§ Given information
════════════════
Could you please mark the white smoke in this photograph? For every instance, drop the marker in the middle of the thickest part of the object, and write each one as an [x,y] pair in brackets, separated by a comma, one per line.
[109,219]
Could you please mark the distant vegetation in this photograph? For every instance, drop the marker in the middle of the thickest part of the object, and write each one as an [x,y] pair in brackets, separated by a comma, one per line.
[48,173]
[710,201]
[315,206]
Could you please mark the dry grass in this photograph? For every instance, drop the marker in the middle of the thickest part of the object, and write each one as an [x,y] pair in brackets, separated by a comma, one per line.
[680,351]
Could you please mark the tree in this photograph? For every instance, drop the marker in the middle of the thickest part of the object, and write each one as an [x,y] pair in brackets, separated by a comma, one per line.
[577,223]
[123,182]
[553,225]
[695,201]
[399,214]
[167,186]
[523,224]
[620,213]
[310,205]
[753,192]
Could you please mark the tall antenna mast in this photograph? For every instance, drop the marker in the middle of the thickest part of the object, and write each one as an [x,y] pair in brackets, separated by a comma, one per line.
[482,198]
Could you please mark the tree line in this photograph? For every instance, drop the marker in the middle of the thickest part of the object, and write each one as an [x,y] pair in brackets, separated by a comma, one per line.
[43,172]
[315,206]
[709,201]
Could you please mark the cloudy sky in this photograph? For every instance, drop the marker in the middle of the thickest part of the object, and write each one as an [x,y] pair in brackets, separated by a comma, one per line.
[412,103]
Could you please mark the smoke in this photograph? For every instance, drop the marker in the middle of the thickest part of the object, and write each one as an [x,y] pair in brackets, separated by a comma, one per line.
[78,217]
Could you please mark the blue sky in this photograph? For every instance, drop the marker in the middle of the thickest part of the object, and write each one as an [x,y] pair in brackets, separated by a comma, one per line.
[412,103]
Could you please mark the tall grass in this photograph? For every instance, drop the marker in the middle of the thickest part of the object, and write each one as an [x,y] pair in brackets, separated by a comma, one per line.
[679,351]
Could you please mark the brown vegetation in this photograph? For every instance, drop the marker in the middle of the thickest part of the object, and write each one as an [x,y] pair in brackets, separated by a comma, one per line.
════════════════
§ Activity
Copy the records above, keeping each line identical.

§ Task solution
Could you please mark the white smoke in this photograph? For every instance, drop the marker in the middle of the thickest part of the object, and write each one as an [x,y] pair in brackets, separated by a comma, one per line.
[109,219]
Could you please mark the distant vegetation in this photograph? For every instance, drop the marker in the middle of the thickest part of the object, and write each one as an [x,y] pair in brackets, separated by a comma, one per line.
[48,173]
[710,201]
[315,206]
Could you please mark the dry grass in this photograph? For every instance, drop the marker in the middle of the thickest part of the object, and write each one as an [x,y] pair in brackets, separated by a comma, one per line.
[680,351]
Could you please mark the tree in this photograph? For every instance, drop the marker in the middle of the thickest part of the object, and write each one as an [x,y] pair in brackets, separated by a comma, one per line.
[577,223]
[123,182]
[553,225]
[695,201]
[399,214]
[167,186]
[523,224]
[620,213]
[310,205]
[753,192]
Could you please mark the tall antenna mast in this photograph? For every instance, drop the marker in the middle of the thickest part of the object, and write each one as an [x,y] pair in brackets, separated by a comma, one per line.
[482,198]
Could you please mark the tree line in this photograph? For every instance, drop the marker in the middle of the thickest part of the object, and write each one as an [x,y] pair in brackets, separated by a comma, one per line.
[43,172]
[315,206]
[709,201]
Could you please mark the cloudy sky in this photograph? For every instance, drop the marker in the middle of the thickest part of the object, and write each one as an [x,y] pair in brackets, separated by a comma, one per line.
[412,103]
Could you please mark the smoke in this photograph? For every instance, drop the marker in the middle of the thickest part of the object, and write each one as an [x,y] pair in brackets, separated by a comma, one per line.
[78,217]
Could you please mark the blue sky in this photograph? For every instance, drop the marker in the middle of the thickest part of the object, and write each one as an [x,y] pair in brackets, separated by a comma, one per line.
[412,103]
Could you please mark the tall grass in this photograph? For every instance, drop the marker in the middle of the thickest part of the object, and write each one as an [x,y] pair in brackets, separated by a comma, one per line.
[679,351]
Could you please mark the brown vegetation in this photograph? For every instance, drop the marker in the middle of the thickest part of the object, and write each one as an [x,y] pair in brackets, separated by a comma, one per line.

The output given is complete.